▶ TASK BRIEF:
Reproduce every row below word for word, line by line.

▶ EXTRACTED INFORMATION:

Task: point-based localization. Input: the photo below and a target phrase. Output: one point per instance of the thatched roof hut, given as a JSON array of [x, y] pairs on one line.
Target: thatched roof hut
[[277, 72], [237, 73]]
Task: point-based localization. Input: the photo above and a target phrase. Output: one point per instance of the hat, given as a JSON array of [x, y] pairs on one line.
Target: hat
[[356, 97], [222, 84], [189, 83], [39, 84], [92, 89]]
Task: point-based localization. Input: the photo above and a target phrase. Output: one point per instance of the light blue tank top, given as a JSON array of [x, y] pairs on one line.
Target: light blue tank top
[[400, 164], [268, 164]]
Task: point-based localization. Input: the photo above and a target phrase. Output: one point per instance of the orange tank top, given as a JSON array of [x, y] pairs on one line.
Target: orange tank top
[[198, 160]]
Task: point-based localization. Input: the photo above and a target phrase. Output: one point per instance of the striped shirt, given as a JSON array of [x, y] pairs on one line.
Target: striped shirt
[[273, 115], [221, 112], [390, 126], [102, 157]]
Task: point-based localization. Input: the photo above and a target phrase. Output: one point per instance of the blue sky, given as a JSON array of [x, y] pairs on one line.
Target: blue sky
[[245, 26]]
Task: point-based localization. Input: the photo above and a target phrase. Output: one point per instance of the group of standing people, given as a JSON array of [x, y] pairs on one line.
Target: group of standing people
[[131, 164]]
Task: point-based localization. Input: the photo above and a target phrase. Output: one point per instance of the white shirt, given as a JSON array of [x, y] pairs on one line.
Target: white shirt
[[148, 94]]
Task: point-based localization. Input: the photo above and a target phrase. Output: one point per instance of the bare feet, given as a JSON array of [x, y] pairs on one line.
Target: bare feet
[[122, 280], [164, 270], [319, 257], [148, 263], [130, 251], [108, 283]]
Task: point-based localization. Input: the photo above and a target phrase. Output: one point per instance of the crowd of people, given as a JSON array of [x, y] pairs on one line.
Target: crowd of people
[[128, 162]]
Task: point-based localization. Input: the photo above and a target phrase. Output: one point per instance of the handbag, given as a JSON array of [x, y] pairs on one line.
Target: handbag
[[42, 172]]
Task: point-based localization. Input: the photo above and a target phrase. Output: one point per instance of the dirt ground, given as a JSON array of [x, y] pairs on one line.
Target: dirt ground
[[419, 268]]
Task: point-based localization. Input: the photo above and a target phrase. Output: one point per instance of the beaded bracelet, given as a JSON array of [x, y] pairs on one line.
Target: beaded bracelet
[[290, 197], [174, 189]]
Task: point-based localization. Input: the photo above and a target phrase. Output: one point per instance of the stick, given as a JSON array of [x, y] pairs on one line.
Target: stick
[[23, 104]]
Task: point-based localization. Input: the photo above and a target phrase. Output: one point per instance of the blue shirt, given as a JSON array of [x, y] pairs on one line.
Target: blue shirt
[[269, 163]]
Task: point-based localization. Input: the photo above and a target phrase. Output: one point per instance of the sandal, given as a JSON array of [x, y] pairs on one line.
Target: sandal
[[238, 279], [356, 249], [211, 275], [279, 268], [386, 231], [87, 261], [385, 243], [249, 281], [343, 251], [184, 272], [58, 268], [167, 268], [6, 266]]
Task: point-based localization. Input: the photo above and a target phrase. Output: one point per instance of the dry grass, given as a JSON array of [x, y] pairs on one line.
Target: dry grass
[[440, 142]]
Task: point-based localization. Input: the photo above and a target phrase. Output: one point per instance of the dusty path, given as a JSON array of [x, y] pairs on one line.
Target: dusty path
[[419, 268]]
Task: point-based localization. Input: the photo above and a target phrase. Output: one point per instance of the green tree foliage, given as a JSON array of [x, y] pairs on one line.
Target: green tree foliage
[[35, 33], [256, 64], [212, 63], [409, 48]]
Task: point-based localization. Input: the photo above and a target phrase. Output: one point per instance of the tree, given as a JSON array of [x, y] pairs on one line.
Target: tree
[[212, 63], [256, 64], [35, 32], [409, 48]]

▶ THE ANSWER:
Task: point-based localization. Input: the photo below and a target phrase. Output: one point per instance of the thatched roof hut, given as a JSON array of [x, y] pairs on one line.
Target: thatched roof hut
[[277, 72], [237, 73]]
Task: point-based localization. Input: the photo above and a target phrase. Output: one point per instance of the hat, given as a JSON array of [x, y] pairs on one line.
Target: hat
[[356, 97], [222, 84], [189, 83], [39, 84], [92, 89]]
Task: point-based localization. Input: the photo above and a target phrase. Output: one point per instance of the light blue tank top, given as a JSON array of [x, y] pairs on one line.
Target: light blue tank top
[[400, 164], [268, 164]]
Task: point-based localization. Input: the photo above and a target phrase. Output: one point per instance of the orange tank top, given as a JSON array of [x, y] pairs on one line.
Target: orange tank top
[[198, 160]]
Task: point-based localization. Input: the photo above and a target phrase. Output: one point per instance of the striped shirt, given as a JSON array of [x, y] pairs on one line.
Target: striped shirt
[[273, 115], [221, 112], [390, 126], [102, 157]]
Task: point-based localization. Input: the photo above and a target phrase. Output: one point per instance of the blue sky, given as a JSON array of [x, y] pairs on one line.
Target: blue sky
[[245, 26]]
Task: point-based localization. Input: the photo above and a target phrase. Output: one point per instance of the group of standing people, given as a JSON array of [x, y] pairs on one line.
Target: group of standing people
[[131, 164]]
Task: point-based localization. Input: the photo above and a target phrase. Output: one point per instance of the white shirt, given as a JSON array of [x, y] pairs on one line.
Target: white shirt
[[148, 94]]
Task: point-based localization. Input: the photo above and a target phrase. Output: one point per instance of the bare feet, given as a JSON array of [x, y] pairs on one line.
Target: bare feet
[[122, 280], [164, 270], [319, 257], [148, 263], [130, 251], [108, 283]]
Task: point-based localization. Input: the photo above and a target phrase. Output: one point per instance of the crowd of people, given as a JSON array of [x, y] pairs on one line.
Target: crowd of people
[[128, 162]]
Task: point-based localization. Input: the photo above and a target phrase. Output: one point per instance of the handbag, given as a JSON array of [x, y] pairs on one line.
Target: handbag
[[42, 172]]
Task: point-based localization. Input: the photo above and a target phrase. Output: one point per instance of the dirt ground, given as a JSON array of [x, y] pairs on one line.
Target: dirt ground
[[419, 268]]
Task: point-based localization. Input: the photo above and a target phrase. Output: one point per instance of the beaded bracelet, given as a JSON array of [x, y] pairs on one line.
Target: beaded bracelet
[[290, 197], [174, 189]]
Task: point-based localization. Input: the photo above and a target phrase. Output: one point per instance of the stick, given as a JSON array of [x, y] pairs on one line.
Target: stick
[[23, 104]]
Task: point-based localization. Input: the photo above and a target phrase. Output: one point per instance of the blue shirt, given as a JSON array of [x, y] pairs on one line.
Target: blue shirt
[[269, 163]]
Task: point-based localization. Input: the photo above and a target phrase. Output: one point per instance of the sandal, given as a JSON array of [x, y] pairs on one line.
Target: sandal
[[238, 279], [356, 249], [211, 275], [279, 268], [386, 231], [87, 261], [385, 243], [249, 281], [343, 251], [184, 272], [58, 268], [167, 268], [6, 266]]
Task: point-based localization. Input: the photo above and a target phrase. Output: one point per instance of the dry grass, given as a JSON array of [x, y] pairs on one line.
Target: dry grass
[[440, 142]]
Task: point-based localization. Input: the photo above and a target phrase. Output: one point per instance of the dusty path, given as a JSON array of [x, y] pairs on one line.
Target: dusty path
[[419, 268]]
Task: point-based localization. Input: the photo above and a target phrase. Output: one point per instance of the green tree foliage, given as a JSON array of [x, y] pairs on one line.
Target: green tree foliage
[[35, 33], [256, 64], [212, 63], [409, 48]]
Task: point-based localization. Input: the photo above and a target phrase. Output: one point per instance of the tree, given as a JSON array of [x, y] pairs on one line.
Target: tree
[[212, 63], [256, 64], [35, 32], [409, 48]]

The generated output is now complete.